### [WHAT YOU NEED TO DO]
Reproduce exactly, and nothing but, the lines between the one with "of the drawer" and the end of the entries, both ends included.

• • • • • • •

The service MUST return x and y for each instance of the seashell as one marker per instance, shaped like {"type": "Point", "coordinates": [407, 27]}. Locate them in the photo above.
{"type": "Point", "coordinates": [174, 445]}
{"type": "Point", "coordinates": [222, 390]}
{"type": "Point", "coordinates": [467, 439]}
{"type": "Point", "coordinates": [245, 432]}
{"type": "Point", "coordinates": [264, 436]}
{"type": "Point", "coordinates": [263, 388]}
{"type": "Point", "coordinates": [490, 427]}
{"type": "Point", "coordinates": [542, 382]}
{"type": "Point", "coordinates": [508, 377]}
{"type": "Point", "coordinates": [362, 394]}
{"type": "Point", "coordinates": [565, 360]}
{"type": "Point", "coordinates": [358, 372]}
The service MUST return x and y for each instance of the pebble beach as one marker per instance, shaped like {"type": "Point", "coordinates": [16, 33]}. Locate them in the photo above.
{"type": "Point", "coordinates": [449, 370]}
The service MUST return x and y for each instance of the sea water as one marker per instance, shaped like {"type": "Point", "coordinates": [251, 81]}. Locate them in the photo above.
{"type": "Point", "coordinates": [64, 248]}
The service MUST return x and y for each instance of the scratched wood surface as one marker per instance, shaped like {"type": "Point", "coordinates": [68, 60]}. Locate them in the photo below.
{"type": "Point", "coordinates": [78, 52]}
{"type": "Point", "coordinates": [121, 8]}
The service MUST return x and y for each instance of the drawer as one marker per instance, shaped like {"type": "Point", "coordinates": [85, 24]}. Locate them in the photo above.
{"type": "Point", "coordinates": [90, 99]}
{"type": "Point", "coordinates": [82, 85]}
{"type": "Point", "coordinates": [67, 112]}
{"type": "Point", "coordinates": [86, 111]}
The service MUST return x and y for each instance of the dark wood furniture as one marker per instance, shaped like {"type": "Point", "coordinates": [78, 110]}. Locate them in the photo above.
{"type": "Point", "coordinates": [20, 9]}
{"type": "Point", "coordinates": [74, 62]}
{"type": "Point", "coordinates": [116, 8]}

• • • • • • •

### [SOLUTION TO THIS EXERCISE]
The service MUST return x and y for each instance of the drawer as one marker per instance, shaped like {"type": "Point", "coordinates": [85, 24]}. Locate them in the photo above.
{"type": "Point", "coordinates": [90, 99]}
{"type": "Point", "coordinates": [82, 85]}
{"type": "Point", "coordinates": [67, 112]}
{"type": "Point", "coordinates": [86, 111]}
The service MUST return x and y for each instance of the dark wood furniture as one marker per instance, shaped like {"type": "Point", "coordinates": [78, 110]}. Locate them in the photo above.
{"type": "Point", "coordinates": [20, 9]}
{"type": "Point", "coordinates": [74, 62]}
{"type": "Point", "coordinates": [116, 8]}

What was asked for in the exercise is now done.